_WHAT IS REQUIRED_
Lines holding the string "position" are the ones to copy; find them all in the data.

Point-per-instance localization data

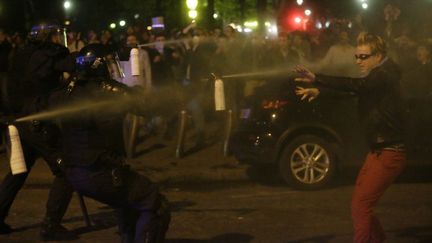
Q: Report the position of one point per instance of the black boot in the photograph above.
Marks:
(55, 231)
(5, 228)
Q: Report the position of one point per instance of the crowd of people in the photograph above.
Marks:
(185, 58)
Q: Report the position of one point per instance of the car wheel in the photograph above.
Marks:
(307, 162)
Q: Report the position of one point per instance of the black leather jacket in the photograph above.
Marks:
(381, 109)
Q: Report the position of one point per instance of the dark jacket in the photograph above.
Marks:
(36, 70)
(380, 105)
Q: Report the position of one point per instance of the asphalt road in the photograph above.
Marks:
(245, 212)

_RESPONSE BELOW_
Q: Report the position of one point per instance of the black boot in the photograph above.
Q: Report the position of one point per instance of the crowd of people in the photograph above.
Q: Report the position of one point per instance of the car wheel in the photograph above.
Q: Report the position of one point per instance of the black leather jacket in the photograph above.
Q: Report the position of one point per instance of the dark jacket in the photograph above.
Q: Report the position of one point per instance of the asphalt road in the photograph above.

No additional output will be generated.